- [Selected passage]
━━━━━━━━━━━━━━━━

Member of the Monetary Policy Committee
- In office October 2000 – 30 June 2014
- Governor: Sir Edward George (2000–2003) Mervyn King (2003–2013) Mark Carney (2013–2014)

Personal details
- Born: 16 September 1953 (age 72)
- Education: Emmanuel College, Cambridge; Massachusetts Institute of Technology
- Profession: Economist, central banker

Academic background
- Doctoral advisor: Robert Solow

Academic work
- Doctoral students: Fabrizio Zilibotti
- Website: Information at IDEAS / RePEc;

= Charlie Bean (economist) =

British economist

Sir Charles Richard Bean (born 16 September 1953) is a British economist and Professor of Economics at the London School of Economics. He was previously Deputy Governor for Monetary Policy at the Bank of England from 1 July 2008 until 30 June 2014. From 2000 to 2008, he served as Chief Economist at the Bank.

Bean attended Brentwood School and Emmanuel College, Cambridge, and was a contemporary of the comedian Griff Rhys Jones at both, and the writer Douglas Adams and the Member of Parliament Fabian Hamilton at Brentwood School. He gained a PhD degree at the Massachusetts Institute of Technology in 1981 with a thesis titled Essays in unemployment and economic activity under the supervision of Robert Solow. In 1990 he was visiting professor at Stanford University in 1990, and then a lecturer at the London School of Economics, becoming a professor in 1990 and head of the Economics Department in 1999.

He has published articles on European unemployment, the Economic and Monetary Union, and on macroeconomics generally. He was Managing Editor of the Review of Economic Studies from 1986 to 1990. Bean has also served in a variety of public policy roles, such as consultant to Her Majesty's Treasury and as special adviser to both the Treasury Committee of the House of Commons and to the Economic and Monetary Affairs Committee of the European Parliament. He was a special adviser to the House of Lords enquiry into the European Central Bank.

He was knighted in the 2014 Birthday Honours for services to monetary policy and central banking. He is a fellow of the European Economic Association.

━━━━━━━━━━━━━━━━

- [Aim of the task] Return the part of the text on Charlie Bean that opens with the words containing "He was knighted" and closes with "European Economic Association.", copied without changes. The listing has nothing to do with the work on this text.

━━━━━━━━━━━━━━━━

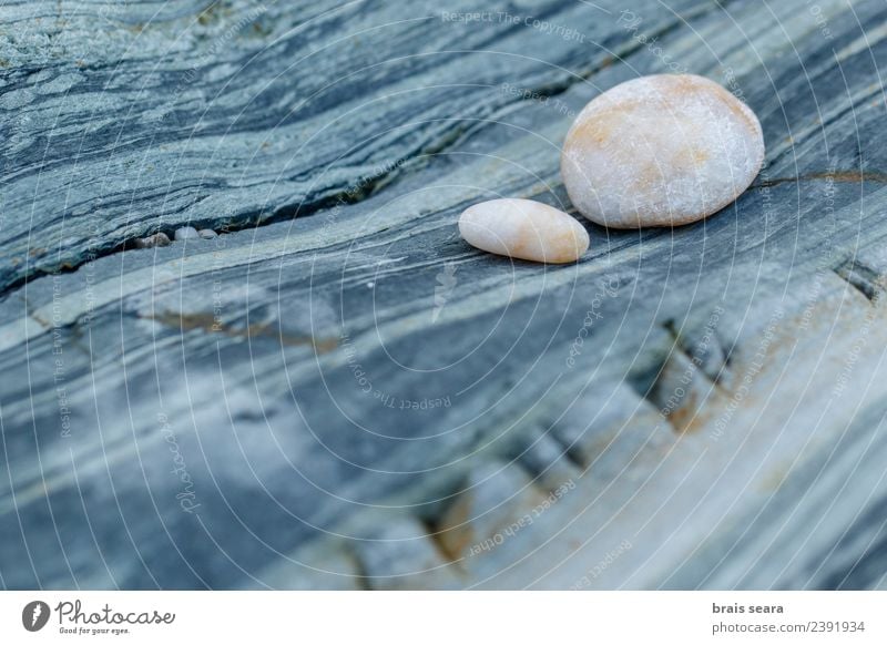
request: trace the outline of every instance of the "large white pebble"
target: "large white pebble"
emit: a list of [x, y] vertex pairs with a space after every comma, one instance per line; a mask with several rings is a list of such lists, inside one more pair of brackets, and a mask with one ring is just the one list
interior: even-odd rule
[[577, 116], [561, 154], [567, 192], [604, 226], [675, 226], [733, 202], [764, 161], [754, 112], [692, 74], [642, 76]]
[[589, 234], [563, 211], [530, 199], [491, 199], [467, 208], [459, 233], [471, 246], [519, 259], [575, 262]]

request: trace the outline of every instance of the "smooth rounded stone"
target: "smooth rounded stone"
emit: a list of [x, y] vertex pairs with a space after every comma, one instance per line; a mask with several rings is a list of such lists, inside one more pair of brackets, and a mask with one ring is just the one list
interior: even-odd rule
[[589, 234], [579, 222], [530, 199], [475, 204], [459, 217], [459, 233], [481, 250], [533, 262], [575, 262], [589, 247]]
[[604, 226], [675, 226], [716, 213], [764, 162], [754, 112], [692, 74], [626, 81], [577, 116], [561, 154], [575, 207]]
[[181, 228], [175, 229], [176, 242], [181, 242], [182, 239], [194, 239], [197, 236], [197, 229], [193, 226], [182, 226]]
[[155, 246], [170, 246], [170, 236], [165, 233], [155, 233], [135, 240], [136, 248], [154, 248]]

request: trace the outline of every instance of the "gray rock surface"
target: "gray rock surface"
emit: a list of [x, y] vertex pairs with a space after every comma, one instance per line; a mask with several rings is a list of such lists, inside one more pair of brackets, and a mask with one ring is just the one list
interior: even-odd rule
[[[884, 587], [883, 2], [443, 4], [0, 8], [3, 587]], [[458, 238], [674, 65], [761, 119], [735, 204]]]

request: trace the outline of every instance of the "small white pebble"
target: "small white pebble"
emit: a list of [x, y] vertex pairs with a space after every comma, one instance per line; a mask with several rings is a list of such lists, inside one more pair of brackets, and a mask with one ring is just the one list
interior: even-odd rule
[[175, 229], [176, 240], [196, 238], [197, 235], [197, 229], [193, 226], [182, 226], [182, 228]]
[[754, 112], [693, 74], [642, 76], [591, 101], [567, 134], [561, 175], [582, 215], [615, 228], [716, 213], [764, 162]]
[[589, 234], [579, 222], [530, 199], [475, 204], [459, 217], [459, 233], [481, 250], [533, 262], [575, 262], [589, 247]]
[[135, 240], [136, 248], [154, 248], [155, 246], [170, 246], [170, 236], [165, 233], [155, 233]]

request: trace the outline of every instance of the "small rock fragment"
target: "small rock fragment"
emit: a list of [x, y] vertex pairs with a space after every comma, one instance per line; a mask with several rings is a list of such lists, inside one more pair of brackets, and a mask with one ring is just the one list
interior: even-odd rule
[[589, 234], [579, 222], [530, 199], [475, 204], [459, 217], [459, 233], [481, 250], [533, 262], [575, 262], [589, 247]]
[[592, 222], [675, 226], [736, 199], [763, 162], [761, 123], [745, 103], [702, 76], [661, 74], [585, 105], [567, 134], [561, 175]]
[[181, 228], [175, 229], [176, 240], [196, 238], [197, 235], [197, 229], [193, 226], [182, 226]]
[[135, 248], [154, 248], [155, 246], [170, 246], [170, 236], [165, 233], [155, 233], [135, 240]]

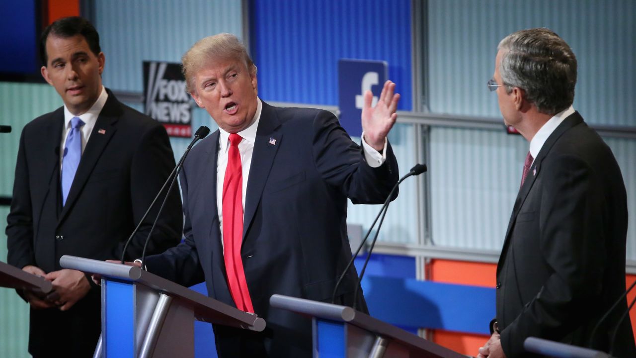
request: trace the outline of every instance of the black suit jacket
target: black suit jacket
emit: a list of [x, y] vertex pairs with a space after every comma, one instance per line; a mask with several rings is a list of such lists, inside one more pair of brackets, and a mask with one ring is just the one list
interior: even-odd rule
[[[63, 255], [119, 259], [125, 240], [174, 166], [165, 129], [108, 91], [62, 208], [59, 153], [64, 126], [62, 107], [22, 131], [6, 227], [8, 262], [18, 268], [59, 270]], [[149, 252], [179, 243], [183, 216], [179, 194], [174, 191]], [[151, 211], [133, 239], [128, 259], [141, 255], [156, 211]], [[92, 354], [100, 331], [100, 301], [99, 289], [93, 286], [67, 312], [32, 310], [29, 352]]]
[[[185, 241], [147, 258], [148, 269], [184, 285], [205, 280], [211, 297], [234, 303], [228, 289], [216, 205], [219, 132], [195, 147], [181, 177]], [[398, 180], [391, 147], [372, 168], [329, 112], [279, 108], [263, 103], [252, 158], [241, 254], [263, 333], [215, 327], [222, 357], [311, 355], [310, 320], [270, 307], [280, 294], [329, 301], [351, 258], [347, 198], [380, 203]], [[352, 268], [336, 303], [351, 305], [357, 274]], [[358, 307], [366, 309], [362, 295]], [[252, 349], [251, 343], [261, 349]], [[264, 349], [264, 351], [263, 350]]]
[[[607, 352], [625, 299], [627, 202], [618, 164], [576, 112], [537, 155], [515, 203], [497, 269], [497, 320], [508, 358], [529, 336]], [[629, 317], [614, 354], [636, 357]]]

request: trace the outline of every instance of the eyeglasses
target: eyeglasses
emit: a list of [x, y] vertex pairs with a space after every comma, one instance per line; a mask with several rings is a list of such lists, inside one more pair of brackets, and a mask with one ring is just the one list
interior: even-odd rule
[[486, 83], [486, 85], [488, 86], [488, 89], [490, 90], [490, 92], [492, 92], [494, 90], [496, 90], [497, 87], [501, 86], [507, 86], [508, 85], [497, 85], [497, 82], [495, 81], [494, 78], [490, 78], [490, 80], [488, 80], [488, 83]]

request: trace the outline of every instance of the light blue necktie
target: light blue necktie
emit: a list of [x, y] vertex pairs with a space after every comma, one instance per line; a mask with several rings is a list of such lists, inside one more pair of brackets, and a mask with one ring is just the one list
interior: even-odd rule
[[62, 206], [66, 203], [66, 198], [71, 190], [75, 172], [78, 171], [81, 158], [81, 130], [84, 125], [80, 117], [74, 117], [71, 120], [71, 131], [66, 137], [64, 144], [64, 155], [62, 159]]

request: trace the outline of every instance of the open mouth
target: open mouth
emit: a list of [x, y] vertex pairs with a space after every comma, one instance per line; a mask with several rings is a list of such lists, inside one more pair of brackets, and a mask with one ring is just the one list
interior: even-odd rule
[[225, 111], [228, 114], [233, 115], [237, 112], [237, 104], [233, 102], [230, 102], [225, 105]]
[[73, 86], [66, 89], [66, 92], [71, 94], [78, 94], [84, 89], [84, 86]]

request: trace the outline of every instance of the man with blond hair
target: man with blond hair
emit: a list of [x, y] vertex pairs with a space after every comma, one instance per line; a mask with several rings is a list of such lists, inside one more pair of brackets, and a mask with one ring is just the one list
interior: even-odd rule
[[[144, 264], [181, 285], [205, 280], [211, 297], [266, 320], [262, 333], [215, 326], [220, 356], [309, 356], [310, 320], [270, 307], [270, 297], [331, 299], [351, 258], [347, 199], [382, 203], [398, 181], [387, 141], [395, 84], [375, 107], [365, 94], [361, 147], [330, 112], [259, 99], [256, 67], [233, 35], [201, 39], [183, 62], [188, 91], [219, 130], [184, 164], [184, 242]], [[352, 268], [336, 303], [354, 304], [357, 279]]]

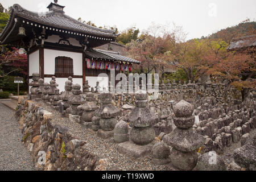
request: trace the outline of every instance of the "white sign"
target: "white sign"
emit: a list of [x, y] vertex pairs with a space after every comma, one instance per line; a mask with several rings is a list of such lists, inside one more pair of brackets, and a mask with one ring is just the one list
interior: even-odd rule
[[14, 80], [14, 84], [23, 84], [23, 81]]

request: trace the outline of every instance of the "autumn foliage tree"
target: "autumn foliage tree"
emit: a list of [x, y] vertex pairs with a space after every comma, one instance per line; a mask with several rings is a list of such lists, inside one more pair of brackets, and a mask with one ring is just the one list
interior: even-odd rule
[[[13, 51], [7, 50], [0, 55], [0, 78], [17, 71], [27, 76], [27, 55], [19, 53], [15, 48], [12, 49]], [[5, 71], [3, 66], [10, 67], [10, 70]]]

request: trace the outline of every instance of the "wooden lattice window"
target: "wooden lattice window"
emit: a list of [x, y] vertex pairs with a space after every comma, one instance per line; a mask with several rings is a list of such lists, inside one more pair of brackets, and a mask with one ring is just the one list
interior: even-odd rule
[[64, 56], [55, 57], [55, 75], [59, 76], [73, 75], [73, 59]]

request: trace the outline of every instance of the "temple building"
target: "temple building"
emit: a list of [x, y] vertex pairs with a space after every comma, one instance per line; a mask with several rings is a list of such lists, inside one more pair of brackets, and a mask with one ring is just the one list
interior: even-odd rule
[[98, 75], [106, 73], [100, 86], [108, 88], [110, 69], [114, 69], [115, 74], [127, 73], [133, 64], [141, 63], [111, 49], [99, 49], [115, 41], [115, 31], [81, 23], [65, 14], [64, 7], [57, 0], [44, 13], [32, 12], [18, 4], [11, 7], [0, 44], [26, 49], [29, 82], [34, 72], [39, 73], [45, 82], [55, 76], [60, 91], [63, 91], [69, 76], [73, 78], [73, 84], [82, 85], [88, 80], [94, 87]]

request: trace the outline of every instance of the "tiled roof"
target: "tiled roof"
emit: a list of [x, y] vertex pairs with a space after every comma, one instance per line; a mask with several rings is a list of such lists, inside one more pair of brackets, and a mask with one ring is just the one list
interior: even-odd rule
[[118, 54], [118, 53], [115, 52], [92, 49], [86, 50], [85, 53], [87, 56], [94, 59], [101, 59], [110, 60], [113, 61], [120, 61], [135, 64], [141, 63], [140, 61], [137, 61], [128, 57], [120, 55]]
[[[65, 15], [64, 12], [57, 13], [52, 10], [45, 13], [32, 12], [18, 4], [14, 5], [11, 7], [11, 10], [10, 19], [13, 16], [18, 15], [38, 23], [80, 33], [106, 38], [116, 38], [117, 36], [114, 30], [101, 29], [88, 25]], [[7, 26], [8, 24], [6, 26]], [[3, 33], [4, 31], [5, 30]]]
[[105, 50], [100, 50], [100, 49], [95, 49], [96, 51], [101, 52], [102, 53], [104, 53], [111, 57], [113, 57], [117, 60], [121, 61], [125, 61], [125, 62], [129, 62], [129, 63], [136, 63], [136, 64], [140, 64], [141, 62], [137, 60], [135, 60], [133, 59], [122, 56], [119, 55], [118, 53], [115, 52], [112, 52], [112, 51], [105, 51]]
[[232, 40], [228, 50], [234, 50], [242, 48], [256, 46], [256, 35], [243, 36]]

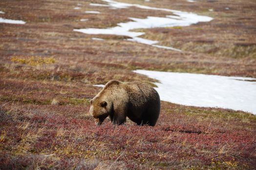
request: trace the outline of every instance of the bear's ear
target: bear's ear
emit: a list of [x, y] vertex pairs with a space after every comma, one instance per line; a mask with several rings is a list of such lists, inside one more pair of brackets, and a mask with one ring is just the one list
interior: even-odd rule
[[107, 106], [107, 102], [106, 102], [105, 101], [104, 101], [104, 102], [102, 102], [101, 103], [101, 106], [102, 107], [106, 107]]

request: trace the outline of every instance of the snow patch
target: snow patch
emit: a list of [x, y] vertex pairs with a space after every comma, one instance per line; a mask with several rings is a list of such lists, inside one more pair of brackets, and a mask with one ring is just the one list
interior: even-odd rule
[[87, 11], [85, 13], [87, 14], [100, 14], [100, 12], [94, 11]]
[[80, 19], [80, 21], [84, 22], [84, 21], [87, 21], [88, 19]]
[[[139, 8], [152, 10], [163, 11], [172, 13], [174, 15], [168, 15], [166, 17], [157, 17], [149, 16], [146, 18], [129, 17], [132, 21], [125, 23], [119, 23], [118, 26], [106, 29], [86, 28], [74, 29], [73, 31], [90, 34], [113, 34], [129, 36], [128, 40], [152, 45], [153, 47], [164, 48], [181, 51], [180, 50], [172, 47], [154, 45], [158, 43], [157, 41], [152, 41], [138, 37], [144, 34], [144, 33], [134, 32], [129, 30], [136, 29], [149, 29], [157, 27], [188, 26], [198, 22], [209, 22], [213, 18], [206, 16], [199, 16], [192, 13], [173, 10], [169, 9], [151, 7], [137, 4], [130, 4], [119, 2], [112, 0], [102, 0], [108, 3], [108, 6], [115, 8], [127, 8], [130, 7], [136, 7]], [[90, 4], [92, 4], [91, 3]], [[93, 5], [95, 4], [92, 3]], [[101, 4], [101, 5], [102, 4]], [[154, 45], [153, 46], [153, 45]]]
[[13, 20], [4, 19], [2, 17], [0, 17], [0, 23], [6, 23], [8, 24], [24, 24], [26, 22], [21, 20]]
[[256, 114], [256, 82], [248, 81], [256, 79], [145, 70], [133, 72], [161, 82], [154, 84], [162, 101]]
[[110, 6], [109, 5], [102, 4], [100, 3], [90, 3], [90, 5], [94, 6], [103, 6], [103, 7], [107, 7]]
[[196, 1], [195, 0], [187, 0], [187, 1], [189, 2], [194, 2]]
[[96, 41], [104, 41], [104, 39], [95, 38], [95, 37], [92, 37], [91, 38], [91, 39], [92, 39], [93, 40], [96, 40]]

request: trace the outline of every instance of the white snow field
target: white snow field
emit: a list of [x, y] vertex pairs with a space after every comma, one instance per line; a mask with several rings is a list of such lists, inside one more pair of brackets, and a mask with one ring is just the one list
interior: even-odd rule
[[[128, 17], [132, 20], [125, 23], [119, 23], [118, 26], [106, 29], [85, 28], [74, 29], [73, 31], [90, 34], [113, 34], [117, 35], [125, 35], [131, 38], [128, 40], [134, 41], [140, 43], [151, 45], [155, 47], [164, 48], [168, 50], [174, 50], [178, 51], [181, 51], [170, 47], [162, 46], [155, 45], [158, 43], [157, 41], [152, 41], [147, 39], [138, 37], [144, 34], [144, 33], [134, 32], [129, 30], [136, 29], [149, 29], [152, 28], [188, 26], [198, 22], [209, 22], [213, 18], [207, 16], [199, 16], [192, 13], [182, 12], [169, 9], [151, 7], [137, 4], [119, 2], [112, 0], [102, 0], [107, 2], [108, 5], [101, 5], [101, 6], [109, 6], [113, 9], [127, 8], [131, 7], [136, 7], [139, 8], [148, 10], [163, 11], [170, 12], [174, 15], [168, 15], [166, 17], [157, 17], [149, 16], [146, 18], [138, 18]], [[93, 6], [99, 6], [98, 4], [90, 4]]]
[[256, 114], [256, 82], [249, 81], [256, 79], [145, 70], [133, 71], [160, 82], [154, 84], [161, 101]]
[[8, 24], [24, 24], [26, 22], [21, 20], [13, 20], [4, 19], [2, 17], [0, 17], [0, 23], [6, 23]]

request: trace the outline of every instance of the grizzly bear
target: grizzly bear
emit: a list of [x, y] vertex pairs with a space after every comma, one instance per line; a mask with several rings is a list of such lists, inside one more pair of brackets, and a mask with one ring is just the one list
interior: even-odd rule
[[139, 125], [153, 126], [160, 110], [157, 92], [151, 86], [138, 82], [111, 80], [90, 103], [89, 112], [98, 125], [108, 116], [113, 124], [124, 123], [128, 117]]

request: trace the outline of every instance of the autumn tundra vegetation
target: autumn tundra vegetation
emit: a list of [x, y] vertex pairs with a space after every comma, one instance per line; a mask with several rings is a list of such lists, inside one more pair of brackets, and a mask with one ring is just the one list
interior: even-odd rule
[[134, 30], [180, 52], [73, 31], [170, 12], [113, 9], [99, 0], [0, 0], [0, 18], [26, 23], [0, 23], [0, 169], [256, 169], [256, 116], [250, 113], [161, 101], [153, 127], [108, 118], [97, 126], [89, 114], [102, 88], [94, 85], [115, 79], [155, 86], [136, 69], [256, 78], [255, 0], [118, 1], [213, 19]]

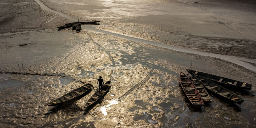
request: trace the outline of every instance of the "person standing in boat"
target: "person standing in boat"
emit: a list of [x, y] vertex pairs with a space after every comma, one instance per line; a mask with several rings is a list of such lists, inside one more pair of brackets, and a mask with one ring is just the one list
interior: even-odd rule
[[[102, 84], [102, 83], [103, 84]], [[101, 88], [101, 91], [102, 91], [102, 85], [104, 84], [104, 82], [103, 82], [103, 79], [101, 79], [101, 76], [100, 76], [100, 79], [98, 79], [98, 82], [97, 82], [97, 84], [99, 84], [99, 90], [100, 90], [100, 88]]]

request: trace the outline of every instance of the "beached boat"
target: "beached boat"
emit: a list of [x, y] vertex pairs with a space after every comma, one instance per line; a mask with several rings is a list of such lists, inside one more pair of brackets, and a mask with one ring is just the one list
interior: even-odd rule
[[223, 99], [239, 104], [241, 104], [244, 101], [242, 97], [217, 83], [195, 73], [193, 75], [208, 90], [208, 92], [211, 93]]
[[[92, 21], [92, 22], [79, 22], [80, 23], [81, 23], [81, 24], [83, 25], [85, 24], [94, 24], [97, 22], [99, 22], [100, 21]], [[73, 22], [69, 24], [74, 24], [75, 23], [77, 23], [78, 22]]]
[[80, 31], [82, 29], [82, 27], [81, 26], [81, 24], [80, 23], [79, 23], [78, 25], [77, 25], [77, 26], [76, 26], [76, 28], [75, 29], [76, 31], [77, 32], [78, 32], [79, 31]]
[[93, 22], [73, 22], [73, 23], [68, 23], [68, 24], [65, 24], [65, 25], [63, 25], [62, 26], [60, 26], [60, 27], [58, 27], [58, 28], [59, 29], [59, 30], [60, 30], [61, 29], [63, 29], [64, 28], [70, 28], [71, 27], [72, 27], [72, 29], [73, 30], [75, 30], [76, 29], [76, 31], [80, 31], [80, 30], [81, 30], [81, 29], [80, 29], [80, 28], [82, 28], [81, 27], [78, 27], [78, 29], [76, 29], [76, 27], [77, 26], [77, 25], [79, 25], [80, 24], [80, 26], [81, 25], [84, 25], [84, 24], [93, 24], [93, 25], [99, 25], [99, 23], [96, 23], [98, 22], [100, 22], [99, 21], [93, 21]]
[[60, 27], [58, 27], [57, 28], [58, 28], [59, 29], [59, 30], [60, 30], [60, 29], [63, 29], [66, 28], [70, 28], [72, 27], [72, 25], [73, 25], [73, 24], [67, 24], [65, 25], [63, 25], [63, 26], [61, 26]]
[[203, 99], [195, 85], [183, 72], [180, 73], [180, 82], [185, 96], [195, 108], [204, 105]]
[[93, 85], [90, 84], [86, 84], [54, 100], [47, 105], [54, 106], [77, 99], [91, 91], [92, 87]]
[[204, 102], [208, 103], [211, 102], [212, 101], [212, 99], [211, 98], [207, 91], [204, 88], [203, 85], [199, 82], [194, 75], [191, 75], [191, 80], [195, 86], [196, 86], [196, 88], [198, 90], [199, 94], [201, 95]]
[[187, 71], [190, 74], [195, 73], [204, 77], [207, 78], [225, 88], [232, 89], [244, 89], [251, 90], [253, 87], [251, 84], [247, 83], [226, 78], [221, 76], [200, 72], [198, 71], [188, 70]]
[[102, 90], [101, 91], [98, 89], [94, 94], [91, 98], [89, 99], [88, 101], [85, 104], [85, 107], [87, 110], [94, 106], [101, 98], [105, 96], [108, 93], [111, 86], [110, 84], [111, 81], [108, 81], [103, 85]]
[[73, 24], [72, 25], [72, 30], [75, 30], [76, 29], [76, 27], [77, 27], [79, 24], [79, 23], [77, 22], [76, 22], [74, 24]]

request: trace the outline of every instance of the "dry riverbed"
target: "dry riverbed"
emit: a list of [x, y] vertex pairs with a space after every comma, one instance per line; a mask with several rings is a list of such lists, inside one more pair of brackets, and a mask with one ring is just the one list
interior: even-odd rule
[[[225, 1], [221, 7], [201, 0], [196, 3], [190, 0], [42, 1], [75, 18], [100, 19], [101, 25], [94, 27], [101, 30], [255, 59], [254, 8], [243, 4], [246, 1]], [[186, 73], [191, 60], [192, 69], [254, 85], [255, 72], [223, 60], [86, 29], [79, 33], [70, 28], [58, 31], [57, 26], [71, 21], [41, 9], [31, 0], [1, 2], [0, 124], [4, 127], [256, 126], [255, 86], [250, 93], [234, 91], [245, 99], [241, 105], [230, 104], [211, 95], [213, 102], [203, 112], [191, 108], [178, 83], [180, 72]], [[235, 6], [241, 3], [247, 8]], [[242, 12], [232, 15], [233, 10]], [[253, 16], [244, 15], [250, 14]], [[250, 20], [242, 20], [249, 17]], [[102, 102], [85, 111], [100, 75], [105, 82], [111, 81], [111, 88]], [[77, 81], [90, 83], [94, 88], [69, 104], [46, 105], [83, 85]]]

━━━━━━━━━━━━━━━━

- [Exercise solution]
He was knighted in the 2014 Birthday Honours for services to monetary policy and central banking. He is a fellow of the European Economic Association.